**WHAT TO DO**
Copy the items below, replacing each "lawn" with "yard" and leaving everything else unchanged. Don't include the pictures.
·····
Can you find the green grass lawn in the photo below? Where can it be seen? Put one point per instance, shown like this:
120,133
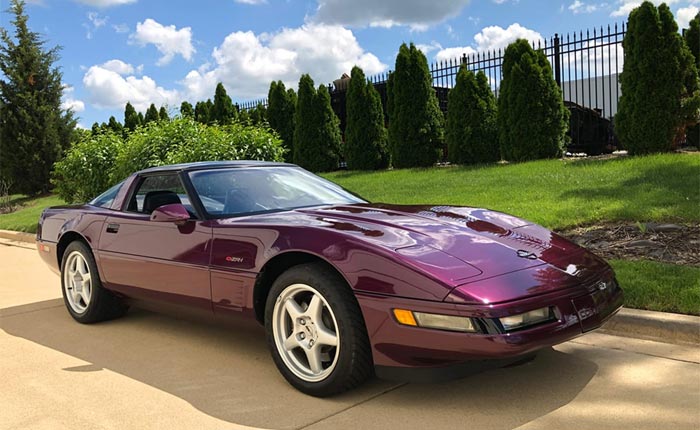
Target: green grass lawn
659,287
554,193
26,218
·····
**IN RESPONSE**
Can you find the green grass yard in the photo below? Where can it be seen? Put one point per instance, shown like this:
120,133
Target: green grass yard
659,287
554,193
26,218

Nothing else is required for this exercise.